• PROBLEM DESCRIPTION: Pick up the passage below on read-speed tests of an external firewire hard disk and continue it from its last sentence.

• PASSAGE SHOWN:

______

As some of you might know I never trusted my firewire cards to
give me the maximum claimed bandwidth of 400 mbit/s (or mbps).
This should translate to a rough maximum of 40 MB/s including
room for some overhead.

I was in the possession of a Maxtor 5000DV external firewire/
USB2 harddisk but it had recently died. Last week I received
a replacement from Maxtor and decided to run some tests with
the harddisk to see how it performed.

Disclaimer: I've only run read tests since I don't want to
destroy the data on it. I also don't claim to have used the
best testing program out there or the best cleanroom approach
to testing. Yes, most applications where closed on my two test
machines, but not all and both had active netwerk connections.
I only wanted to see what performance I was getting and compare
it to the different interfaces.

______

• DATA PROVIDED:
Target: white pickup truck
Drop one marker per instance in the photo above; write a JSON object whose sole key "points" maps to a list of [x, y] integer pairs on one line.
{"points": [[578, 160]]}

______

• ANSWER FOR THE TASK:
I tested with the following harddisk:
  • Maxtor 5000DV v1.00.00
  • Capacity: 160 GB
  • Rotational speed: 7200 RPM
  • Memory cache: 8 MB
  • Supported interfaces: 400 mbit firewire & USB2
I used the following software/ OS etc. on both machines:
  • Windows XP Professional Service Pack 1
  • Internet Explorer 6.0 SP1
  • AIDA32 Personal version 3.93 for system information and:
  • Disk Benchmark plugin version 1.10 for benchmarking (comes with AIDA32)
  • All partitations on all harddisks are formatted in NTFS
Edit on april 29th, 2004:
It looks like AIDA32 is no longer on that site. The guy moved his
product to a new company where you can download it as EVEREST.
Only problem is that it doesn't include the plugin to do the disk
benchmarking anymore.

Test system 1:
  • Homebuilt tower
  • AMD Athlon XP 2200+ (1800 MHz), 512 MB DDR PC3200
  • ASUS A7V8X-X mainbord, VIA VT8377 Apollo KT400 chipset, Award bios (august 6th 2003)
  • Firewire & USB2 ports
  • nVidia GeForce 2 MX400 video, 64 MB, AGP 4x
  • VIA AC'97 onboard sound
Test system 2:
  • DELL Latitude C800 LAPTOP
  • Intel Mobile Pentium IIIe 850 MHz, 256 MB SDRAM PC133
  • Intel Solano i815 chipset, Phoenix bios (september 20th 2001)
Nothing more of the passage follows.